# À vous:
Répondez à ces questions sur le passage consacré au suicide assisté :
1. Selon l'étude citée par Claire Fourcade, combien d'États américains ont légalisé une telle forme de mort ?
2. Pour les États européens, dans quelle partie de la population les mêmes résultats sont-ils notamment observés ?
3. D'après Alain Derniaux, qui la clause de conscience concerne-t-elle, et qui ne concerne-t-elle pas ?

Claire Fourcade :Dans la majorité des pays ayant légalisé le suicide assisté et l’euthanasie, les taux de suicides non-assistés n’ont pas diminué. Au contraire, il augmente. Une étude mensée par le professeur David Albert Jones et le professeur David Paton montre que les 10 états américains ayant légalisé une telle forme de mort ont vu le nombre de suicide assisté et non-assisté augmenter de 6,3 %. 

S’agissant des Etats européens, les mêmes résultats sont observés concernant le taux de suicide non-assisté, notamment parmi la population féminine.

Alain Derniaux : Une loi donne un droit, ce qui, nécessairement, stimule et déclenche un certain nombre de demandes, voire un certain nombre de pression internes (je ne suis plus digne de vivre, je suis un poids pour mes proches, je suis seul, ma vie n’a plus de sens, je n’ai pas accès à des professionnels compétents en soins palliatifs…), mais aussi des pressions externes (famille, proches, soignants..., impératifs économiques !)

Que dire des mutuelles qui ont manifesté leur soutien à cette évolution législative ?

De quel droit se sont-elles immiscées dans un débat public, politique et médiatique ?

Ne devraient-elles pas respecter un devoir de neutralité dans un tel débat ?

Mais une loi entraine des devoirs, le devoir de la respecter, le devoir d’en organiser les conditions d’application !

Si la clause de conscience concerne des individus, elle ne concerne en aucun cas des établissements de soins et ceux-ci seront dans l’obligation de répondre à l’ensemble des demandes de suicide assisté et/ou d’euthanasie.

Cela va provoquer le clivage au sein des structures de soins, un fractionnement de la médecine et une meurtrissure irréversible dans le corps des professionnels de santé ; des lits de soins à côté de lits de morts programmés !

# Informations extraites:

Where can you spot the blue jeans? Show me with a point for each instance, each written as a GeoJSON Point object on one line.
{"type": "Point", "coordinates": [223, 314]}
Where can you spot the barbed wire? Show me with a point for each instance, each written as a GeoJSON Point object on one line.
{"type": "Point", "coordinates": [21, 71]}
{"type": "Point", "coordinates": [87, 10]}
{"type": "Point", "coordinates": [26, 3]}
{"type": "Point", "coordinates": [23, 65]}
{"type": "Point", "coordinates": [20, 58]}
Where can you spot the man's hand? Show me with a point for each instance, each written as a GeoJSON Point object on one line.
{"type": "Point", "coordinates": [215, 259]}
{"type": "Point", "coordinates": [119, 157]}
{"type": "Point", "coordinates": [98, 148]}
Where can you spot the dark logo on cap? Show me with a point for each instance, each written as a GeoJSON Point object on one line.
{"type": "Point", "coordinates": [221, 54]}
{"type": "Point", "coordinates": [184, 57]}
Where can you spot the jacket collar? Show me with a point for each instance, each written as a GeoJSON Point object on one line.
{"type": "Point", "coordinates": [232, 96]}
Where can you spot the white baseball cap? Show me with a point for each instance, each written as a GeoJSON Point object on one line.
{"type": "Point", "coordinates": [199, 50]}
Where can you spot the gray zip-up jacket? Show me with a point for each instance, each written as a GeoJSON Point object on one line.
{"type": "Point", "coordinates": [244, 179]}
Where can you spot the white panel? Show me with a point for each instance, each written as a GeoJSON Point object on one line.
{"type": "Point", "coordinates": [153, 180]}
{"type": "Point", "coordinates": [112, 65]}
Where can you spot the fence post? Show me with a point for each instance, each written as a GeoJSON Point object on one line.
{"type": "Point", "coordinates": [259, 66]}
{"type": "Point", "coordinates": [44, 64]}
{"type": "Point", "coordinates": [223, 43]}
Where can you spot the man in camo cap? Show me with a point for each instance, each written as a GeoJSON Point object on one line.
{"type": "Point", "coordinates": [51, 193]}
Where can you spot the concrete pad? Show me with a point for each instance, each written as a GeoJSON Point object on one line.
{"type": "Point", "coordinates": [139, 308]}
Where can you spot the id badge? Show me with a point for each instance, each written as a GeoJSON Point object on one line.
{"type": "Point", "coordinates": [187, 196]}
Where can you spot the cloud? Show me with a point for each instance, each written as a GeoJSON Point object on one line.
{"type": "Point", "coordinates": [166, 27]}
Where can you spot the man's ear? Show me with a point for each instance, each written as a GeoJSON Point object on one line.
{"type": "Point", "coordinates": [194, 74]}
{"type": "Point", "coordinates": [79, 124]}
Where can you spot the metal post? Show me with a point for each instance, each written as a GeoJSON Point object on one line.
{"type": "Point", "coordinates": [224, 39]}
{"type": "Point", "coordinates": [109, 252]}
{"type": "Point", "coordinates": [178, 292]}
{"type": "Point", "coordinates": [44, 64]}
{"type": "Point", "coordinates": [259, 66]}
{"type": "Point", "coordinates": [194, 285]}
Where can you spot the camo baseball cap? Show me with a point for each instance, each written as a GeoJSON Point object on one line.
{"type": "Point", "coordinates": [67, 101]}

# Réponse ci-dessous:
1. Dix États américains.
2. Parmi la population féminine.
3. Elle concerne des individus, mais en aucun cas les établissements de soins.